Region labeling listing
§

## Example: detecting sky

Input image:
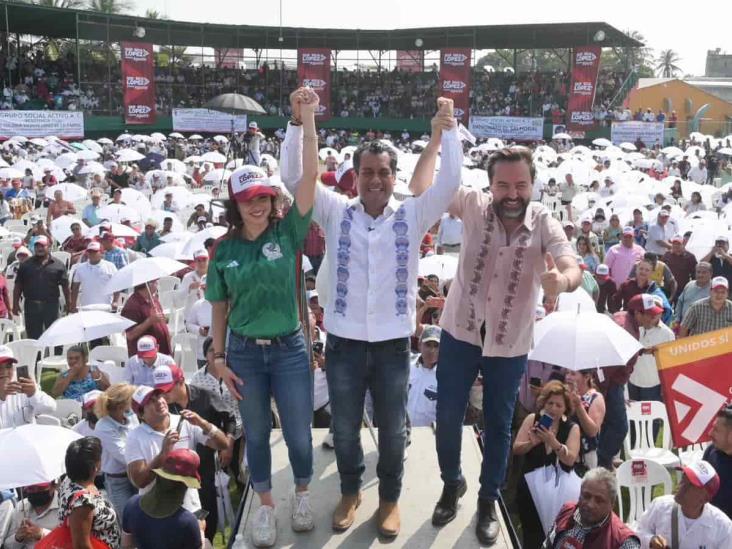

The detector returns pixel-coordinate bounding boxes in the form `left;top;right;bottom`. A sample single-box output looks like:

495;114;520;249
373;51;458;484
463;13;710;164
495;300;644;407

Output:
132;0;732;76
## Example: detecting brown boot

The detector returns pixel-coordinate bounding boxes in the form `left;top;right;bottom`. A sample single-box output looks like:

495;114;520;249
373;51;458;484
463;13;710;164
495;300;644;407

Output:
333;492;361;532
378;499;401;538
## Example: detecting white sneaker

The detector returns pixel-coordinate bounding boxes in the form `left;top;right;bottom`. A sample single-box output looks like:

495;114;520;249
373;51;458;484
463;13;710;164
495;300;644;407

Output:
252;505;277;547
292;490;315;532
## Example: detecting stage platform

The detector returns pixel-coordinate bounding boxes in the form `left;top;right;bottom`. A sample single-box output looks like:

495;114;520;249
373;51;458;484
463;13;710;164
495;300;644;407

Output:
232;427;513;549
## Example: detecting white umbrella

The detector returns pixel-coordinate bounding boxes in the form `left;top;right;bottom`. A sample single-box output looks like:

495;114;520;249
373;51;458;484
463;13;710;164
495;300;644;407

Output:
529;311;643;371
201;151;226;164
104;257;188;294
83;222;140;238
418;255;458;280
117;149;145;162
45;183;89;202
38;311;135;347
76;149;99;160
97;204;142;224
0;423;81;490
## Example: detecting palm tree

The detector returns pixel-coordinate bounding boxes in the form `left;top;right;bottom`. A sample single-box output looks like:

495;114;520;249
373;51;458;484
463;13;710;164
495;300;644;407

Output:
88;0;132;14
656;50;681;78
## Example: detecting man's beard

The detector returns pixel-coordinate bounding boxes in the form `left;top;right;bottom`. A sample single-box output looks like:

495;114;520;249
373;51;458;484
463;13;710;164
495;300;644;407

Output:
493;197;529;219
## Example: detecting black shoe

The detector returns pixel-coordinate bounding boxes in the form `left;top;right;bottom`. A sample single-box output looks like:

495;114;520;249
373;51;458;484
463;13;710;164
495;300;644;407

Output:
475;498;500;545
432;479;468;526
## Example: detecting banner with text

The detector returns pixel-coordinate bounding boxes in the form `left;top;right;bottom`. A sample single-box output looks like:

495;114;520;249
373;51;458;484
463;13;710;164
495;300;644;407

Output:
567;46;602;130
173;109;247;133
610;120;663;149
656;328;732;448
470;116;544;141
435;48;470;126
0;111;84;139
297;48;333;120
121;42;155;124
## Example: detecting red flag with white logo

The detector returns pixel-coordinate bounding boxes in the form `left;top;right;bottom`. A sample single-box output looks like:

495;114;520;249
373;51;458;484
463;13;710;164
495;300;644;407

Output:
435;48;470;126
567;46;602;131
121;42;155;124
297;48;333;120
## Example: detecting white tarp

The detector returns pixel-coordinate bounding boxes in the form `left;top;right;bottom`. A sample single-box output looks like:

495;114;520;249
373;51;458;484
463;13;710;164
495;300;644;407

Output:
610;120;663;148
470;116;544;141
0;111;84;139
173;109;247;133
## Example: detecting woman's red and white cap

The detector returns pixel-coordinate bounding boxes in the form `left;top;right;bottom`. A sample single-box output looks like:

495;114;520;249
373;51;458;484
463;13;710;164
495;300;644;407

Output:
229;166;277;202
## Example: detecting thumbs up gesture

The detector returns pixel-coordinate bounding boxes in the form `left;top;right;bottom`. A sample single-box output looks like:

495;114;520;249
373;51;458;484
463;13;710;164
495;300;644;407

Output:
540;252;569;299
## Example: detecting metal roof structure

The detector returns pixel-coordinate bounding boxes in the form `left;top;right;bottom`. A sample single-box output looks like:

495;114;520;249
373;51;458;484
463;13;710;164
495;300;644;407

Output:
0;2;643;51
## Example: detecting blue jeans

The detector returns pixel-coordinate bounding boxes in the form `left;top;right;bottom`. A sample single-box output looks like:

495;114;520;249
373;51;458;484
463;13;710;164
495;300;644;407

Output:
437;330;527;501
325;333;409;501
597;384;628;471
227;330;313;492
104;475;137;525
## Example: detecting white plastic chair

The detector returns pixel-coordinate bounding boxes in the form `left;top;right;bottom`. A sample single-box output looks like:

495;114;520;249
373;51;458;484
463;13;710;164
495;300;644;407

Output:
615;459;672;524
172;332;198;377
89;345;130;368
158;276;180;294
623;400;680;467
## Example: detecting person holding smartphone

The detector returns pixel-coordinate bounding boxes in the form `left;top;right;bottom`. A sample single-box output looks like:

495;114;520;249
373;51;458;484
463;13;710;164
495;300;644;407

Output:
513;380;580;547
0;345;56;429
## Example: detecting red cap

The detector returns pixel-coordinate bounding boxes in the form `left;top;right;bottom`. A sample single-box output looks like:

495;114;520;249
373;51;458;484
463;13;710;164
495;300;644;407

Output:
153;364;186;393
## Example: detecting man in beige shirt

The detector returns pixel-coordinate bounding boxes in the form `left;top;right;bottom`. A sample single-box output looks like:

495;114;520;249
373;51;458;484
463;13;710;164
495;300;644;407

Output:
432;147;582;545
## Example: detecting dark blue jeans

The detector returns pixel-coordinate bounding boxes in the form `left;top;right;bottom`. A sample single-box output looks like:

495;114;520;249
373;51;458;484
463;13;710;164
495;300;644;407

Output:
227;330;313;492
597;384;628;471
437;330;526;501
325;333;409;501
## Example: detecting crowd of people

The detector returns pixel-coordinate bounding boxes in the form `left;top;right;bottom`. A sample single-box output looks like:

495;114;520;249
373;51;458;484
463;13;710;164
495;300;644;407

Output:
0;84;732;549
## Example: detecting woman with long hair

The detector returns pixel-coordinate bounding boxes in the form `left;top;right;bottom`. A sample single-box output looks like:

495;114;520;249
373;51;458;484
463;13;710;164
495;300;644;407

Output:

§

§ **TASK DESCRIPTION**
Output the lines from the one containing "## Example: detecting palm tree" through the one containing "432;479;468;526", reproducing them without any changes.

§ **EXPECTED OUTPUT**
## Example: detecting palm tree

The detector returns pixel-coordinate bounding boxes in the form `left;top;right;bottom`. A sample single-box output looks like:

495;114;520;249
373;51;458;484
463;13;710;164
495;300;644;407

Output:
88;0;132;14
656;50;681;78
## Example: detecting man's beard

The detector returns pixel-coordinate bounding boxes in the form `left;top;right;bottom`. A sample single-box output looks like:

495;114;520;249
373;51;458;484
463;13;710;164
495;300;644;407

Output:
493;197;529;219
## Example: detecting black shoe

The detector returns pixel-coordinate bounding boxes in the form `left;top;right;bottom`. A sample single-box output looks like:

495;114;520;249
373;51;458;484
463;13;710;164
495;300;644;407

Output:
475;498;500;545
432;479;468;526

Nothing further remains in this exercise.